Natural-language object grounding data
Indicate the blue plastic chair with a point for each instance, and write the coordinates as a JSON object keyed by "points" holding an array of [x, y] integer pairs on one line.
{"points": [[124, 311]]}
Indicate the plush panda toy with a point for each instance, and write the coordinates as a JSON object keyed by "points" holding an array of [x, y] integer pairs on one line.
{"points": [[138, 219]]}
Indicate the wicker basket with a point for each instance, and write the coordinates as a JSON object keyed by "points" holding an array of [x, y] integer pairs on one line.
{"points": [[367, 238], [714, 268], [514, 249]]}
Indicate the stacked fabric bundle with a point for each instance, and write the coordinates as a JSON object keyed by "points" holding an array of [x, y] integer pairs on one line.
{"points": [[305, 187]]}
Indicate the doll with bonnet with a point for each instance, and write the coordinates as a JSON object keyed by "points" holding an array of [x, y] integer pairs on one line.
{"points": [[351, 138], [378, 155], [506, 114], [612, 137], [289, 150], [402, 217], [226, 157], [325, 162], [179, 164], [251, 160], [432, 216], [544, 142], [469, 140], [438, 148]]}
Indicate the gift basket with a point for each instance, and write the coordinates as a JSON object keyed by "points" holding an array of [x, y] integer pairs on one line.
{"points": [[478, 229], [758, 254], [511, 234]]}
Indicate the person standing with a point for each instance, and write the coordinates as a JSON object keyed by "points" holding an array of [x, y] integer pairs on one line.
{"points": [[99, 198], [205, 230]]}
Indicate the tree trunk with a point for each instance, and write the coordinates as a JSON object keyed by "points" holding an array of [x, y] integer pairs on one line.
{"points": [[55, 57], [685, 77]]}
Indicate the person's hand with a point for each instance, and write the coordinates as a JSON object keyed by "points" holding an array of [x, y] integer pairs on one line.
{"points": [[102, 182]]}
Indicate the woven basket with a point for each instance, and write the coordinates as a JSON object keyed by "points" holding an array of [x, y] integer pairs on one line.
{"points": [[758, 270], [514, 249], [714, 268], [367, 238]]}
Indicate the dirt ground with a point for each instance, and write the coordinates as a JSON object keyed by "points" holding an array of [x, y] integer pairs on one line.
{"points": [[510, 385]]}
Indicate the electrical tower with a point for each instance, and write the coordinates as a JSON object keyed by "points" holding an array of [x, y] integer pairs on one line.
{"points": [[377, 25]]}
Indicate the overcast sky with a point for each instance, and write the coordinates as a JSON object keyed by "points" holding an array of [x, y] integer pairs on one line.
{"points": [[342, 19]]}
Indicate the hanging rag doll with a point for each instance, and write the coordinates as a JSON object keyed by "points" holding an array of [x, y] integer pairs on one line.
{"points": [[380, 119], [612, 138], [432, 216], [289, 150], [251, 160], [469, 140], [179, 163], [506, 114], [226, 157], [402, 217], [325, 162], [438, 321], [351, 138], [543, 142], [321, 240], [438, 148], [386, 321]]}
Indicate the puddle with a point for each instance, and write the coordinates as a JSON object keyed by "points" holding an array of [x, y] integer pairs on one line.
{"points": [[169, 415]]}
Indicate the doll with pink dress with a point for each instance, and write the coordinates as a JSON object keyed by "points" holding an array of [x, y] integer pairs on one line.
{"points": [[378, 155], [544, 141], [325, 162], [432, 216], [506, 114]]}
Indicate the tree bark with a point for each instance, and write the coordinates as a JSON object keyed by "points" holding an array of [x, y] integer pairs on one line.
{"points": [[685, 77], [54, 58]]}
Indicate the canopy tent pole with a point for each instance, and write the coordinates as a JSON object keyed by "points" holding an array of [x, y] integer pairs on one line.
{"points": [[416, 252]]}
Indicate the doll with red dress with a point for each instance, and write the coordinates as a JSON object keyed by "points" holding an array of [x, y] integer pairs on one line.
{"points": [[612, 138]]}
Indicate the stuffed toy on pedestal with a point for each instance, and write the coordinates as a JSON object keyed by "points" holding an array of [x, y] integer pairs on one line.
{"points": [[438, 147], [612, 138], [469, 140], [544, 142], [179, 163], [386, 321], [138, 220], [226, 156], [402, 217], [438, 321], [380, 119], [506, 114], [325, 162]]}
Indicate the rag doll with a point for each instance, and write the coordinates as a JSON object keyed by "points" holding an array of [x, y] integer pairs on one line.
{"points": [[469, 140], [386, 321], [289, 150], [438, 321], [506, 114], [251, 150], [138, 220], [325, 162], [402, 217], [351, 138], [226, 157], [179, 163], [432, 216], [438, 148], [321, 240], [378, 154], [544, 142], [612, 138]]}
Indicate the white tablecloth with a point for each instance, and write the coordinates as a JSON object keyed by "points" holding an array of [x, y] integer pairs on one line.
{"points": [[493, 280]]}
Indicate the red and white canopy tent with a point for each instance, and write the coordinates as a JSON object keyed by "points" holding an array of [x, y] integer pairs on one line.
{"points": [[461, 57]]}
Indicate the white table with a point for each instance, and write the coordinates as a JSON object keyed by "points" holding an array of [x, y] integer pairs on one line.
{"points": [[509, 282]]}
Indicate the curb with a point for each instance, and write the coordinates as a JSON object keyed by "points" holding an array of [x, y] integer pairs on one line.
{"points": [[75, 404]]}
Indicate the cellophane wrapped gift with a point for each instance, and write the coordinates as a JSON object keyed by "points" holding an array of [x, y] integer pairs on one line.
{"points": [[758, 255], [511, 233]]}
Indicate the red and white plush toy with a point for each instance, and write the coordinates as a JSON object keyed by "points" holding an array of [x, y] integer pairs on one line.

** Goal of the exercise **
Would you write out all of the data exactly as given?

** Solution for this problem **
Indicate the blue plastic chair with a point for each instance, and write the coordinates as a JSON object keyed by "points" holding an array of [x, y] integer pairs on one line.
{"points": [[124, 311]]}
Indicate the plush panda toy with a point for each instance, and write the coordinates as a JSON object keyed by "points" holding an array of [x, y] integer pairs on one line.
{"points": [[138, 219]]}
Indicate the wicker basket with a point for each instance, and write the coordinates as a JSON object keyed by "points" holding an array of [x, y] integer pairs on one line.
{"points": [[367, 238], [714, 268], [514, 249]]}
Indicate the stacked fabric bundle with a point for each instance, and write the coordinates as a JSON object keyed by "points" holding an array of [x, y] integer pairs on one line.
{"points": [[305, 187]]}
Indicate the doll with bonnet with a point for each instance, and write the coordinates as a JSON object keyed by "points" holding an array of [x, y] integer pairs on one line.
{"points": [[351, 138], [378, 155], [506, 114], [612, 137], [289, 150], [402, 217], [226, 157], [325, 162], [179, 164], [251, 160], [432, 216], [544, 142], [469, 140], [438, 148]]}
Indicate the gift basket with a point for each instance, and write the coordinates as a JSON object keyed by "points" holding an array of [x, y] integer pairs on one line.
{"points": [[478, 229], [758, 254], [511, 234]]}
Indicate the person standing with a point for each instance, and write the coordinates as a JSON object keyed by "points" holding an array of [x, y] integer pairs on one line.
{"points": [[99, 198], [205, 230]]}
Indicate the tree trunk with a point for each instance, and write the coordinates as a JSON object keyed by "points" holding an array of [x, y] integer pairs on one line.
{"points": [[55, 57], [685, 77]]}
Indicate the person's hand with a point for each instance, and write the coordinates as a JSON object keyed by "points" holding an array of [x, y] integer pairs on one line.
{"points": [[102, 182]]}
Indicate the woven basket with a point for each instance, and write the coordinates as a JSON object keyed by "points" holding an array of [x, y] integer pairs on one line.
{"points": [[758, 270], [514, 249], [714, 268], [367, 238]]}
Indicate the dirt ground with a point for each instance, and write the coordinates as a JSON object keyed by "points" holding an array of [x, y] integer pairs on one line.
{"points": [[510, 385]]}
Indicate the electrical tower with a point for each instance, and write the coordinates as a JSON object keyed by "points" holding an array of [x, y] integer pairs on one line.
{"points": [[377, 25]]}
Indicate the overcast sky with a point for each instance, and write the coordinates as a JSON object keyed by "points" holding an array of [x, y] integer pairs on one line.
{"points": [[342, 19]]}
Indicate the hanging rag doll with a point for each instance, and write the coordinates as a JSON object keyed by "points" holding an array of [x, y] integer pairs on one line.
{"points": [[380, 119], [612, 138], [432, 216], [289, 150], [251, 160], [469, 140], [179, 163], [506, 114], [226, 157], [402, 217], [325, 162], [438, 321], [351, 138], [543, 142], [321, 240], [438, 148], [386, 321]]}
Indicate the puddle with a point for each instance, and write the coordinates as a JSON object keyed by "points" holding an array of [x, y] integer pairs on one line.
{"points": [[169, 415]]}
Indicate the doll with pink dress with a point for each instance, and write the coordinates as a JSON object keyed by "points" holding an array of [x, y] integer pairs on one line.
{"points": [[378, 155], [544, 141], [325, 162], [432, 216], [506, 114]]}
Indicate the tree bark with a point for each instance, and write the coordinates as a JSON object keyed by "points" holding an array of [x, y] integer pairs on one line.
{"points": [[685, 77], [54, 58]]}
Indicate the canopy tent pole with a point for each instance, and write the coordinates as a JSON object keyed by "points" holding an array of [x, y] integer pairs on one line.
{"points": [[416, 252]]}
Indicate the doll with red dress with a point for each instance, and write the coordinates as a JSON object keyed by "points" holding an array of [x, y] integer pairs on one line.
{"points": [[612, 138]]}
Indicate the stuffed toy on pedestal with a point for each instance, and write the coordinates as a JSON object keyed by "points" holding an array of [x, y] integer pairs on one line.
{"points": [[438, 147], [612, 138], [469, 140], [544, 142], [179, 163], [386, 321], [138, 220], [226, 156], [402, 217], [438, 321], [380, 119], [506, 114], [325, 162]]}
Indicate the rag doll with a point for each instance, and write the coordinates as a JSON object keyed by "points" holding an array of [x, y] integer pairs on one line.
{"points": [[469, 140], [386, 321], [289, 150], [438, 321], [506, 114], [251, 150], [138, 220], [325, 162], [402, 217], [351, 138], [226, 157], [179, 163], [432, 216], [438, 148], [321, 240], [378, 154], [544, 142], [612, 138]]}
Indicate the white tablecloth with a point for each instance, and write the coordinates as a JSON object keyed by "points" holding an array of [x, y] integer pairs on one line.
{"points": [[493, 280]]}
Indicate the red and white canopy tent with a point for each instance, and write the coordinates as a JSON object keyed by "points" holding an array of [x, y] integer pairs on one line.
{"points": [[461, 57]]}
Indicate the white table with a point for each instance, and write the coordinates as a JSON object keyed by "points" holding an array of [x, y] integer pairs on one line.
{"points": [[509, 282]]}
Indicate the curb with a point for each instance, and write the coordinates as a JSON object keyed by "points" holding an array of [x, y] integer pairs on one line.
{"points": [[75, 404]]}
Indicate the cellophane wrapped gift with a point for each instance, and write the coordinates as a JSON object keyed by "points" holding an array of [x, y] integer pairs on one line.
{"points": [[758, 255], [511, 233]]}
Indicate the red and white plush toy with a point for each instance, and write the coordinates as a JSON object keyed by "points" holding an array of [x, y] integer pairs on one line.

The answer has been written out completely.